Passage given -
☆ ☆ ☆ ☆ ☆

The documents required to be delivered by this Section 8 will be
delivered at the office of counsel for the Initial Purchasers on the Closing
Date.
9. Initial Purchasers' Information. The Company, the Co-Issuer and the
Initial Purchasers severally acknowledge that the statements with respect to the
delivery of the Original Notes to the Initial Purchasers set forth in the first
sentence of the fourth paragraph, the first sentence of the sixth paragraph, the
seventh paragraph and the eight paragraph under the caption "Plan of
distribution" in the Preliminary Offering Memorandum and the Offering Memorandum
constitute the only information furnished in writing by any Initial Purchaser
expressly for use in the Preliminary Offering Memorandum or the Offering
Memorandum.
10. Survival of Representations and Agreements. All representations
and warranties, covenants and agreements contained in this Agreement, including
the agreements contained in Sections 4(f) and 11(d), the indemnity agreements
contained in Section 6 and the contribution agreements contained in Section 7
shall remain operative and in full force and effect regardless of any
investigation made by or on behalf of the Initial Purchasers or any controlling
person thereof or by or on behalf of the Issuers or any controlling person
thereof, and shall survive delivery of and payment for the Original Notes to and
by the Initial Purchasers. The agreements contained in Sections 4(f), 6, 7, 9
and 11(d) shall survive the termination of this Agreement, including pursuant to
Section 11.
11. Effective Date of Agreement; Termination.(a) This Agreement shall
become effective upon execution and delivery of a counterpart hereof by each of
the parties hereto.

☆ ☆ ☆ ☆ ☆

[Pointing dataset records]
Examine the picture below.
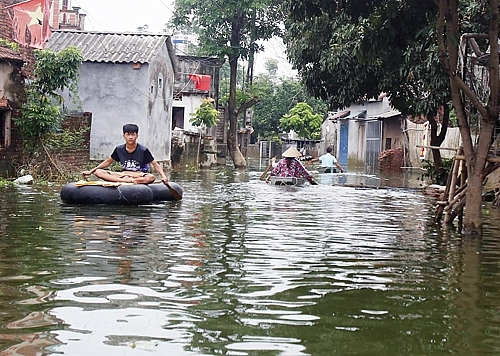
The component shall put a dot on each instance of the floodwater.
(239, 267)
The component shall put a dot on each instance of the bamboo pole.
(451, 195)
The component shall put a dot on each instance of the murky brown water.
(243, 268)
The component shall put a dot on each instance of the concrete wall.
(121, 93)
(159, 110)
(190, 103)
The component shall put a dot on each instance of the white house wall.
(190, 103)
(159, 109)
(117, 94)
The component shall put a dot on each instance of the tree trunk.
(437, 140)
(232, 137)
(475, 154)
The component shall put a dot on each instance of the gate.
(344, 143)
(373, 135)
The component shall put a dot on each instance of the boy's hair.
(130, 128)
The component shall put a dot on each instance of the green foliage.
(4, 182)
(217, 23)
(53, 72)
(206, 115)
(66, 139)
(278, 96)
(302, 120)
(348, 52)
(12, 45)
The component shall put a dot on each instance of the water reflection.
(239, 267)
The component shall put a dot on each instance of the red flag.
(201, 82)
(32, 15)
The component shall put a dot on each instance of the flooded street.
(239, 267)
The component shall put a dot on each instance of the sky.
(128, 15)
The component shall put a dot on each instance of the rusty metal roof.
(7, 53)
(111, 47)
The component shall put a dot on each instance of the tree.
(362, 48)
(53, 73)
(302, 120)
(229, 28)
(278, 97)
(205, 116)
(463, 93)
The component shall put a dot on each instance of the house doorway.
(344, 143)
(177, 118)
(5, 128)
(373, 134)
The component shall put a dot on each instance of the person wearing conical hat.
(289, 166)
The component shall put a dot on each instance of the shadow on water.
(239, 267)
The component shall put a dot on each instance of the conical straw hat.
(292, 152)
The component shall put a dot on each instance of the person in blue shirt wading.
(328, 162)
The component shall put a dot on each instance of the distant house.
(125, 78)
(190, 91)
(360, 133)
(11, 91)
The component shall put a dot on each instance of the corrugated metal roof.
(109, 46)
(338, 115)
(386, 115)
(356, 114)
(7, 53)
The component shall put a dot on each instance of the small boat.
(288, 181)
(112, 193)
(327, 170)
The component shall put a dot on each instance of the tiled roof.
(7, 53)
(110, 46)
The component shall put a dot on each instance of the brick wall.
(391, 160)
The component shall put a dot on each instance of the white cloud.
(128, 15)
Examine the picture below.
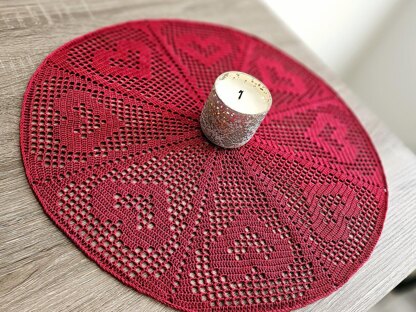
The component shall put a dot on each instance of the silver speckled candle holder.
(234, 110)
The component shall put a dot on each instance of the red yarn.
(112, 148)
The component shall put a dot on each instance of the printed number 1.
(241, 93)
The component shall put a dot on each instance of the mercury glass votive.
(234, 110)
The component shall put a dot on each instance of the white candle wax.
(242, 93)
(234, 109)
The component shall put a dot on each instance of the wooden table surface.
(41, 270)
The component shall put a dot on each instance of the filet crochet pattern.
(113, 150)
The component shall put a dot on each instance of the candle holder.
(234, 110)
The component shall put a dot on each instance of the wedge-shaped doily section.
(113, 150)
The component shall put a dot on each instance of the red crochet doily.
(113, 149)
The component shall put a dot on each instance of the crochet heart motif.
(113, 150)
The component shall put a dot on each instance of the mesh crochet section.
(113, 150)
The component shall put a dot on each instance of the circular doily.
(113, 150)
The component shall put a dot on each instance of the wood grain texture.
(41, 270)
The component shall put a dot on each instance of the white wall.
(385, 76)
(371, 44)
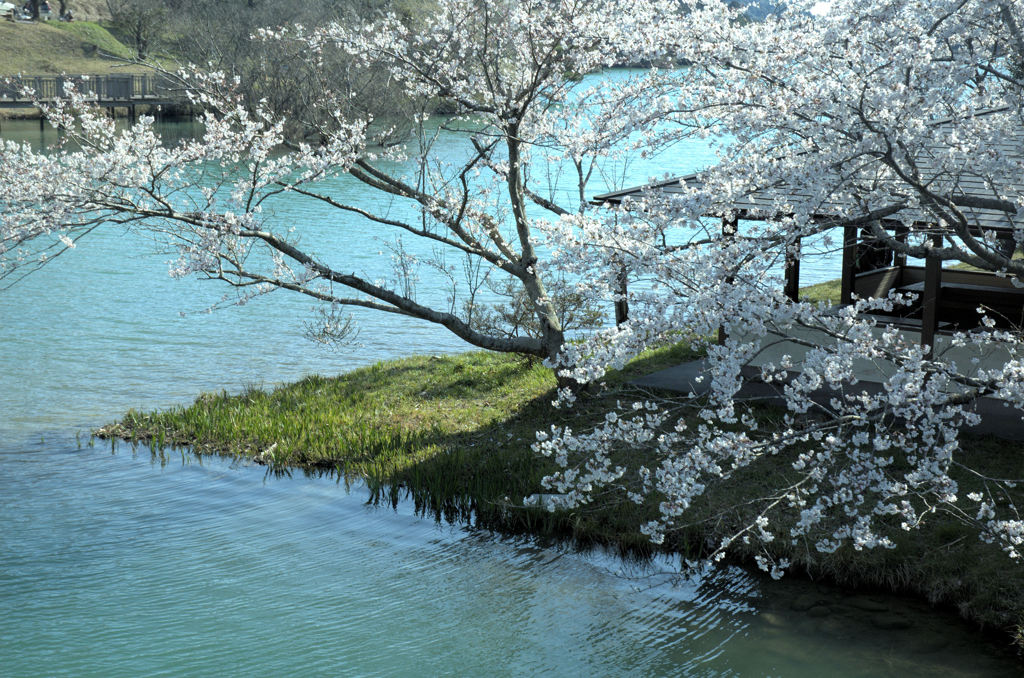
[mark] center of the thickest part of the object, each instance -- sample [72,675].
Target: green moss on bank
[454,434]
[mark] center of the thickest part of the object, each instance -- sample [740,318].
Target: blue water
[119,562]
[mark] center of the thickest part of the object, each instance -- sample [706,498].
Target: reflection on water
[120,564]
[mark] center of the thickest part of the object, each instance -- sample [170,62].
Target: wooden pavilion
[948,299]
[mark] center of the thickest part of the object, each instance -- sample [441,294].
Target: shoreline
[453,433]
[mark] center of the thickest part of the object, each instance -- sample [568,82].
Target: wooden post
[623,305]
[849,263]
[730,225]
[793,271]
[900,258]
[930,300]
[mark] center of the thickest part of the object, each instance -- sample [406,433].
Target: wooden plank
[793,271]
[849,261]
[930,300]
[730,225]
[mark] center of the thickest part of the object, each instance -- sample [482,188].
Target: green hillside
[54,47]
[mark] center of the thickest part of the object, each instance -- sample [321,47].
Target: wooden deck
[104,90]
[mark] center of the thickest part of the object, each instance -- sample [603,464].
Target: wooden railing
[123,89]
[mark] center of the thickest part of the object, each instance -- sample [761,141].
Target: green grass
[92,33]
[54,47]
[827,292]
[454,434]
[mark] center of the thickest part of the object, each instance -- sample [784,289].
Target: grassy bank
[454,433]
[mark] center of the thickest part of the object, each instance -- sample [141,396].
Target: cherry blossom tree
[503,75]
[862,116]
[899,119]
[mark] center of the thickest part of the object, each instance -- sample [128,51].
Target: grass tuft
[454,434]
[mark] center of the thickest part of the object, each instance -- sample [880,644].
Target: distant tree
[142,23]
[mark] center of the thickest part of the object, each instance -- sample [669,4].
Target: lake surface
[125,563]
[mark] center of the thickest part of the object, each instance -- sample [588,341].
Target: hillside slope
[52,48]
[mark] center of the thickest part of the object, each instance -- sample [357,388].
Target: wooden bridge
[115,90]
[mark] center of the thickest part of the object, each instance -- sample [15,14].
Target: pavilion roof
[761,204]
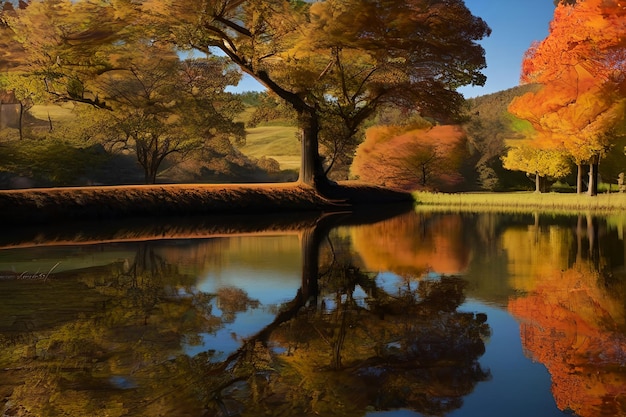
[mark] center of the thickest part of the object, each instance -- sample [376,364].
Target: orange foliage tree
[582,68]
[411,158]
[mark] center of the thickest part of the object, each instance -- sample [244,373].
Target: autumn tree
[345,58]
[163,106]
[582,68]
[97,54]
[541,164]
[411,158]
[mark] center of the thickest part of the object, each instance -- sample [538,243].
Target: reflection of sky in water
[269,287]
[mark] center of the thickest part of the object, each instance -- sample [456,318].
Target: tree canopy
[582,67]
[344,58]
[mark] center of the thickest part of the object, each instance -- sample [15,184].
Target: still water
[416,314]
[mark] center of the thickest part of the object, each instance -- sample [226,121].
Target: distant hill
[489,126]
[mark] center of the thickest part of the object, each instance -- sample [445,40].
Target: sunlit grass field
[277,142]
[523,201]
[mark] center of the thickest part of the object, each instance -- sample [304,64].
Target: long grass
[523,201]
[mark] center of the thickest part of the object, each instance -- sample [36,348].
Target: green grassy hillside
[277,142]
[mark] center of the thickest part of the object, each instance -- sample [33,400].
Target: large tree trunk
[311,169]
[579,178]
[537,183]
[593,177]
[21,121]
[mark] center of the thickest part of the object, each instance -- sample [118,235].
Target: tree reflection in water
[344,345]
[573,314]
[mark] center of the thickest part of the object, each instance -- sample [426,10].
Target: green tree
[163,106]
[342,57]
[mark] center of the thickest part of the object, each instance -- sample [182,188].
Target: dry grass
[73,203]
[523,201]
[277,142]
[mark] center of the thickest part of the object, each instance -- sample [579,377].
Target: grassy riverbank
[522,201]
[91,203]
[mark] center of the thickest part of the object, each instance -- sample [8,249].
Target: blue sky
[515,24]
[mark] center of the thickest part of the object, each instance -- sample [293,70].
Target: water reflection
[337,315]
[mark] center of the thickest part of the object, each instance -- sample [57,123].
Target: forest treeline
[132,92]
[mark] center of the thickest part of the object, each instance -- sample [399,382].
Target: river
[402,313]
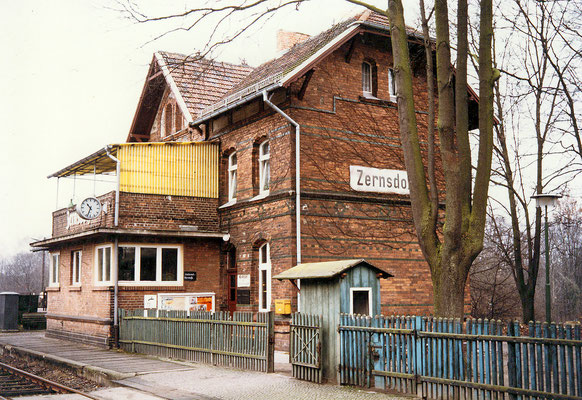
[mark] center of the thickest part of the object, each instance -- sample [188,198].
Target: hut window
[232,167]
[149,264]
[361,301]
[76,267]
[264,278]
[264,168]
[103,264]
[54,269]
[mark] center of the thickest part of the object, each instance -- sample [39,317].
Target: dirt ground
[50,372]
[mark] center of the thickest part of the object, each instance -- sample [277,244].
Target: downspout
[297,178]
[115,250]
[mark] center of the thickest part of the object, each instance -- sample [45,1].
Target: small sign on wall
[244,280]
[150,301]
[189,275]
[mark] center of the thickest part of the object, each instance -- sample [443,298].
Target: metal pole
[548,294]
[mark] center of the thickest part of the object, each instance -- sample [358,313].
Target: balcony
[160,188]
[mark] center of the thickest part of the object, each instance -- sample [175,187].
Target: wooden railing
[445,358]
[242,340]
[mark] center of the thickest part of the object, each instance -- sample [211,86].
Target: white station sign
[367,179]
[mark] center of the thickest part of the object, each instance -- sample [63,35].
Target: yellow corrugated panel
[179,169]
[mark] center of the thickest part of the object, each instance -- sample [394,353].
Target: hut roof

☆ ☆ ☆ ☆ ☆

Problems to solve -
• a. From the purchase agreement excerpt, return the part that opens with the words containing "The documents required" and closes with "Memorandum.".
• b. Answer these questions using the purchase agreement excerpt:
(i) Where and when will the documents required by Section 8 be delivered?
(ii) The agreements in which sections survive the termination of the Agreement?
(iii) Upon what event does the Agreement become effective?
Rely solely on the purchase agreement excerpt, not on the data.

Answers to the problems -
• a.
The documents required to be delivered by this Section 8 will be
delivered at the office of counsel for the Initial Purchasers on the Closing
Date.
9. Initial Purchasers' Information. The Company, the Co-Issuer and the
Initial Purchasers severally acknowledge that the statements with respect to the
delivery of the Original Notes to the Initial Purchasers set forth in the first
sentence of the fourth paragraph, the first sentence of the sixth paragraph, the
seventh paragraph and the eight paragraph under the caption "Plan of
distribution" in the Preliminary Offering Memorandum and the Offering Memorandum
constitute the only information furnished in writing by any Initial Purchaser
expressly for use in the Preliminary Offering Memorandum or the Offering
Memorandum.

• b.
(i) At the office of counsel for the Initial Purchasers on the Closing Date.
(ii) Sections 4(f), 6, 7, 9 and 11(d).
(iii) Upon execution and delivery of a counterpart by each of the parties.